Reprint every line of the data, keeping each character intact.

*** Opening of INFORMATION GIVEN ***

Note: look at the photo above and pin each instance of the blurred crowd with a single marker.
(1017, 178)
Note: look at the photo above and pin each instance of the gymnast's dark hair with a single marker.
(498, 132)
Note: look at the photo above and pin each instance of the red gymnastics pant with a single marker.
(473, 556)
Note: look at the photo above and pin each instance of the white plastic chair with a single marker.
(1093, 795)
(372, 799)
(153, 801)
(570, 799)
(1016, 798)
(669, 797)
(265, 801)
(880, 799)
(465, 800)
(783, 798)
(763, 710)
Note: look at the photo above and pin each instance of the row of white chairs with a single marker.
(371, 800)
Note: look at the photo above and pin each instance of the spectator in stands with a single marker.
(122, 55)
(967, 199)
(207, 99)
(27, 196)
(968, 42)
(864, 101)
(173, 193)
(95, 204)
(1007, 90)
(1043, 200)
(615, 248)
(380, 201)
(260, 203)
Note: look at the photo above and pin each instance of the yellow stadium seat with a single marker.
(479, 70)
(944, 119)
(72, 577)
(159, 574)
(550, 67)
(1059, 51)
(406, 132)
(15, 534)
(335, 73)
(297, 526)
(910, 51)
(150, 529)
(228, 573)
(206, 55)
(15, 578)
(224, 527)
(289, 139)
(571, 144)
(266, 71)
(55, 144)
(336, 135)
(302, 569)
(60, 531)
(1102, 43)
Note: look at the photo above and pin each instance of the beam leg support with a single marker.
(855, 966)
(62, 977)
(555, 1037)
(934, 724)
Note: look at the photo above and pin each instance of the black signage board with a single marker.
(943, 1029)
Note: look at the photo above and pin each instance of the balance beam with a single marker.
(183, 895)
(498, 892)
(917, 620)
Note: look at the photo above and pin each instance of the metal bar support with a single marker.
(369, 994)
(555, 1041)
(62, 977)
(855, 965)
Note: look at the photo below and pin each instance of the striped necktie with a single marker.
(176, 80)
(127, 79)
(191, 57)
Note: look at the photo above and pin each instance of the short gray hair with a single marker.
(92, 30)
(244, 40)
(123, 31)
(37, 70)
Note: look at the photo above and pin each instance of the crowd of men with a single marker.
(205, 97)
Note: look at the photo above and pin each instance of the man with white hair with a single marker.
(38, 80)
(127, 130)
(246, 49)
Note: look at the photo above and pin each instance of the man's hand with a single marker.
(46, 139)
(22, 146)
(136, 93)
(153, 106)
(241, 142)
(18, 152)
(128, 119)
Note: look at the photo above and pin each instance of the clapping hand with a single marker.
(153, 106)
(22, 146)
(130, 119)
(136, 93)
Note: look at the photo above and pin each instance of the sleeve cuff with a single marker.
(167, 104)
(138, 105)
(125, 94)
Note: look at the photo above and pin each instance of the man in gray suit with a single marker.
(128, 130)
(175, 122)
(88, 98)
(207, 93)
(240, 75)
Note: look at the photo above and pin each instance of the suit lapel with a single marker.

*** Close of INFORMATION GIVEN ***

→ ANSWER TO THIS TASK
Note: look at the photo above and pin each instance of the blurred crowd with a single marker.
(1017, 178)
Note: look at the photo above and pin each instance of the gymnast's dark hair with a single marker.
(498, 132)
Note: look at the photo above and pin each instance of the red gymnastics pant with a single marker.
(473, 556)
Note: look at the photo above and pin each instance of the white plastic chair with a single marker.
(1093, 795)
(372, 799)
(153, 801)
(570, 799)
(1016, 798)
(669, 797)
(265, 801)
(880, 799)
(465, 800)
(783, 798)
(763, 710)
Note: look at the photo above and pin each instance of the row of white chairs with a single marker.
(371, 800)
Note: look at the photo above and pin each instance of the spectator in stands with a single marker.
(122, 55)
(967, 199)
(207, 99)
(27, 196)
(968, 42)
(864, 101)
(173, 193)
(95, 204)
(1007, 90)
(1043, 200)
(615, 248)
(380, 201)
(260, 203)
Note: look at the photo above and pin each instance of the yellow stadium seat with a single marker.
(479, 70)
(944, 119)
(72, 577)
(159, 574)
(550, 67)
(1059, 51)
(406, 132)
(15, 534)
(335, 73)
(297, 526)
(910, 51)
(150, 529)
(228, 573)
(206, 55)
(15, 578)
(224, 527)
(289, 139)
(571, 144)
(266, 71)
(55, 144)
(336, 135)
(302, 569)
(60, 531)
(1102, 43)
Note: look at the photo above and pin each instance of the beam leg support with a single marker.
(855, 966)
(62, 977)
(555, 1037)
(934, 724)
Note: look at the photo above and pin each instance of the black signage board with a single marker.
(943, 1029)
Note: look at the photo above and pin each instance of the balance beam with a single marker.
(183, 895)
(498, 892)
(917, 620)
Note: look at the photo above and pin each instance of the metal bar support with a single marker.
(369, 994)
(555, 1041)
(62, 977)
(855, 965)
Note: look at the photo below and pin each instance of the striped necktie with a single marker.
(176, 80)
(127, 79)
(191, 57)
Note: look at the photo above and pin each instance of the short gray hair with a single marker.
(92, 30)
(244, 40)
(123, 31)
(37, 70)
Note: look at the photo above and pin each instance of the crowd of men with a single marker.
(205, 97)
Note: look at the photo above and pin each instance of the man with white hair with a single marker.
(38, 80)
(127, 130)
(246, 49)
Note: look at the photo above and pin each instance of the man's hand with a single marker.
(46, 139)
(22, 146)
(136, 93)
(153, 106)
(241, 142)
(18, 152)
(128, 119)
Note: look at the photo above and pin each instance of the clapping hand with a single marker.
(153, 106)
(22, 146)
(130, 119)
(136, 93)
Note: look at the photo above and pin each instance of the sleeve cuff with a single marker.
(167, 104)
(138, 105)
(125, 94)
Note: look at the photo above and pin each instance of the man in gray suit with a single marker.
(128, 130)
(175, 122)
(88, 98)
(207, 93)
(240, 75)
Note: look at the photo above and pin each instance of the suit lapel with a single marker.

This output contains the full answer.